Excerpt to read
################
Monday, September 06, 2010

Read my lips – the residential care business is in for big problems

The weekend press was full of the trials and tribulations of Southern Cross, the UK’s largest provider of care.

Southern Cross runs 750 homes with 45,000 staff and cares for 33,000 elderly or disabled people. The average age of its residents is 85 and analysts believe it has about 10% of the market.

Like so many of the largest care providers, Southern Cross and Four Seasons, were more a “property play” than anything to do with providing care.

Unfortunately, when the game of musical chairs stopped (i.e. when property prices stopped rising, credit became difficult and nobody was willing to keep inflating the company’s value) it hit the buffers. Just to make thing a tad worse, we have a recession, so the main income stream (fees from local authorities) is being squeezed.

With shares trading at 35p (they were 600p in 2007) and its value cut from £3 billion to £2 billion (if they are lucky) Southern Cross is in a bit of pickle.

Let’s be honest, it is not only the company that is in a bind. The bank that lent them the money (guess who?) is sitting on a loss. Yep, you guessed it (RBS). And who owns RBS? Yep, you got it right, the UK taxpayer.

When 750 “for sale” signs start going up all of the UK there is going to be a lot of panicky MPs fearing local headlines: “Government does nothing whilst care home closes.” You think I am joking?
################
Input data
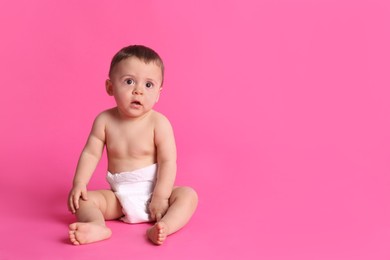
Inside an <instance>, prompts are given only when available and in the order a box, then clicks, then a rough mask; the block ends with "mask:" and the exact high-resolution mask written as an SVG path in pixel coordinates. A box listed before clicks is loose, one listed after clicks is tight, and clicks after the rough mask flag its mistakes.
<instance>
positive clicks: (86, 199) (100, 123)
mask: <svg viewBox="0 0 390 260" xmlns="http://www.w3.org/2000/svg"><path fill="white" fill-rule="evenodd" d="M104 143H105V119H104V114H100V115H99V116H98V117H97V118H96V119H95V122H94V123H93V126H92V130H91V133H90V135H89V137H88V140H87V143H86V145H85V147H84V149H83V151H82V153H81V155H80V159H79V162H78V164H77V168H76V173H75V176H74V178H73V187H72V190H71V191H70V193H69V198H68V206H69V210H70V211H71V212H72V213H75V212H76V210H77V209H78V208H79V200H80V197H81V198H82V199H84V200H87V199H88V198H87V184H88V182H89V180H90V179H91V176H92V174H93V172H94V170H95V168H96V166H97V164H98V162H99V160H100V158H101V157H102V154H103V149H104Z"/></svg>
################
Problem details
Using the post about Southern Cross above, say whether each statement agrees with it, answering yes or no and quoting the exact words that decide it. 1. Southern Cross cares for 33,000 elderly or disabled people. 2. The main income stream for care providers is fees paid by residents themselves. 3. The average age of Southern Cross residents is 75.

Result of the exercise
1. Yes: "cares for 33,000 elderly or disabled people"
2. No: "the main income stream (fees from local authorities)"
3. No: "The average age of its residents is 85"